◆ EXERCISE TASKS ◆
1. Translate into Spanish the following sentence from the article on postpartum depression below: "Postpartum depression develops gradually and often mothers don’t realize they are experiencing the onset of this common condition."
2. Reproduce without alteration everything in the article on postpartum depression below, from "The following factors" down to "illness, abnormality etc.)".
3. List the types of postpartum depression named in the article on postpartum depression below.

◆ TEXT SHOWN ◆

Postpartum Depression: What Is It & Why Should You Care?

This post was written by a guest contributor.

Postpartum depression is a condition that is not widely known by many people. Usually reserved to private conversations in whispered tones between women, this serious illness is silently consuming the lives of families all across the globe.

Looking out for the well-being of you and your loved ones is no small task, and luckily there are many reliable resources – such as Mommy Authority – to help guide you along the everlasting journey of parenthood. There is no shame when it comes to health, especially when the mental health of your family and yourself are in question.

We are here to shed light on a mental health issue to raise the awareness and understanding of postpartum depression as well as educate people on how to best support those who may be suffering from this condition.

What Exactly Is Postpartum Depression?

Postpartum depression, otherwise known as puerperal or postnatal depression, can be understood as the range of changes that new mothers experience when having a baby. Raging hormones, stubborn weight and sleep deprivation; this term encompasses the physical, chemical, emotional, psychological, and social changes that come with giving birth.

In the first 6 weeks following childbirth, known as the postpartum period, as many as 85% of new mothers experience a disturbance in their mood, while 10 to 15% of women experience significant depression.

There are three types of postpartum depression, which include:

  • The Baby Blues – stress-induced mood swings and anxiety which only lasts 2 – 3 weeks.
  • Postpartum Depression – feelings of depression and anxiety that continue for more than 3 weeks. Symptoms experienced at this stage are more severe than the baby blues.  
  • Postpartum Psychosis – the most severe (and thankfully, more rare occurrence) results in insomnia, hallucinations, and delusions.

Associated Symptoms

This is a list of a few of the symptoms that may be experienced by someone suffering from postpartum depression.

  • Irritability
  • Exhaustion
  • Anxiety
  • Sleeplessness and insomnia
  • Changes in appetite
  • Lack of interest in sex
  • Negative thinking
  • The inability to enjoy anything
  • Depression (low, unhappy, tearful)
  • Feelings of hopelessness
  • The contemplation of suicide

Why You Should Care About It

Postpartum depression not only jeopardizes the health and well-being of a new mother, potentially placing her life in danger, but it also has an impact on the immediate family. From children to parents to partners to siblings – family members experience the stress and anxiety of their loved one being depressed, as well as the helplessness of not knowing what to do to help. Postpartum depression also affects the newborn baby by increasing their likelihood of experiencing anxiety and depression. Furthermore, if the child is female and wants to start a family one day, it could lead to another loop of mental illness when or if they give birth themselves.

Risk Factors for Postpartum Depression

The following factors may increase your chances of having postpartum depression:

  • You have a close family member who is diagnosed with depression and anxiety.
  • You have experienced mood disorders prior to pregnancy or during a previous pregnancy.
  • You experienced a stressful event during pregnancy (the loss of a loved one, illness, abnormality etc.)
  • You are carrying out an unwanted or unplanned pregnancy.
  • You are currently abusing substances.
  • You are in your teens or over the age of 40.

Recognizing Symptoms In Others

Postpartum depression develops gradually and often mothers don’t realize they are experiencing the onset of this common condition. The support of a loved one will make the world of difference, so if you are concerned of the well-being of a family member or friend who has just become a new mother; keep an eye out for the following signs:

  • Constant anxiety about their baby’s well being – despite logical reassurance.

◆ THE DATA ◆

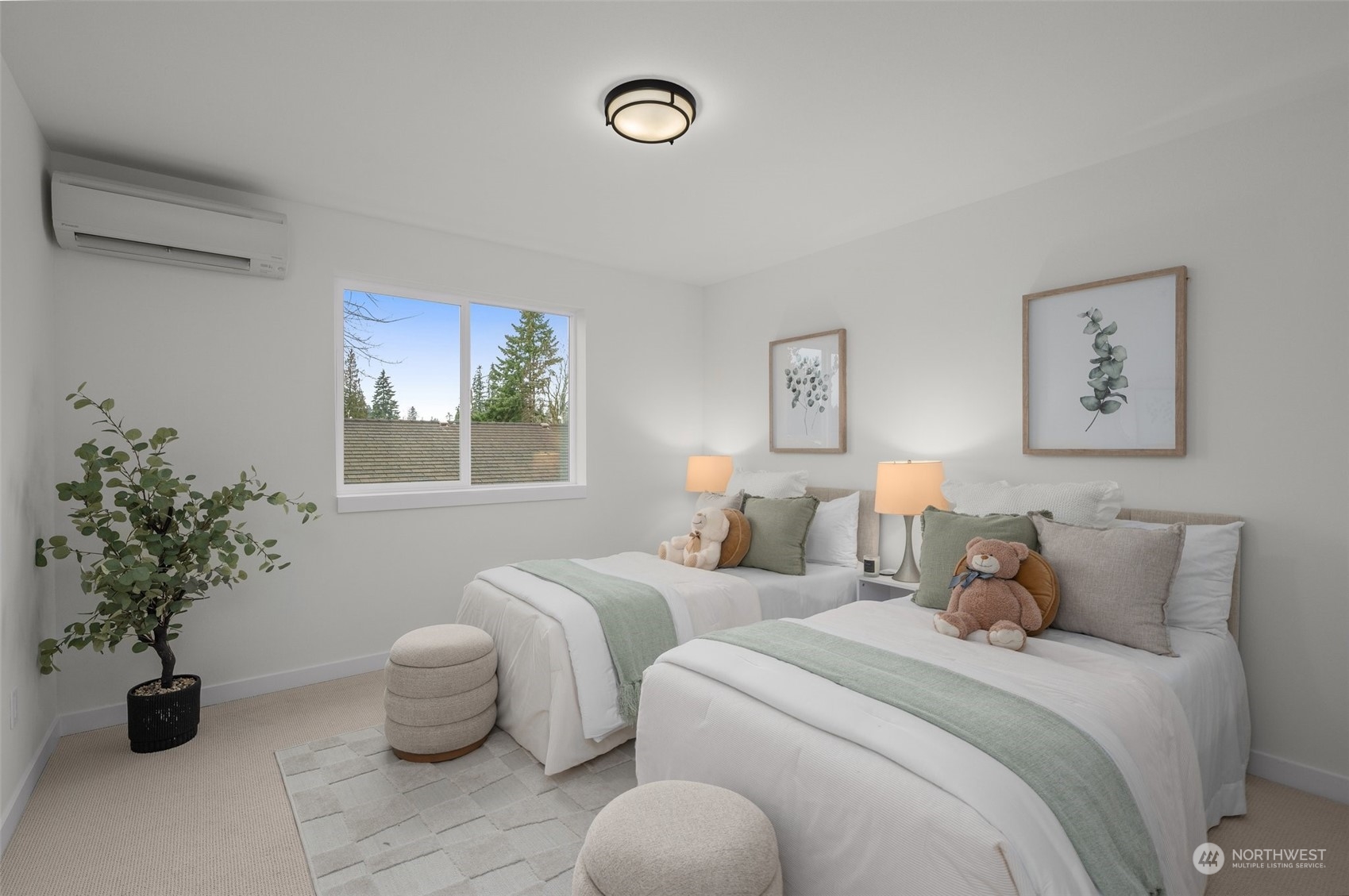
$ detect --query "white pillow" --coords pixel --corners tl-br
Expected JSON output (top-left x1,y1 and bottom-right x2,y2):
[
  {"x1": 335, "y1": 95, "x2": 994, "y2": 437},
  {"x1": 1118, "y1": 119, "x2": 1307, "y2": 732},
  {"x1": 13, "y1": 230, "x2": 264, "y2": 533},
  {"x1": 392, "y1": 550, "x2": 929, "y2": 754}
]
[
  {"x1": 942, "y1": 481, "x2": 1124, "y2": 527},
  {"x1": 805, "y1": 492, "x2": 858, "y2": 566},
  {"x1": 693, "y1": 492, "x2": 745, "y2": 510},
  {"x1": 1112, "y1": 520, "x2": 1243, "y2": 635},
  {"x1": 726, "y1": 469, "x2": 805, "y2": 497}
]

◆ RESULTS FOR EACH TASK ◆
1. La depresión posparto se desarrolla de forma gradual y, a menudo, las madres no se dan cuenta de que están experimentando el inicio de esta afección común.

2.
The following factors may increase your chances of having postpartum depression:

  • You have a close family member who is diagnosed with depression and anxiety.
  • You have experienced mood disorders prior to pregnancy or during a previous pregnancy.
  • You experienced a stressful event during pregnancy (the loss of a loved one, illness, abnormality etc.)

3.
- The Baby Blues
- Postpartum Depression
- Postpartum Psychosis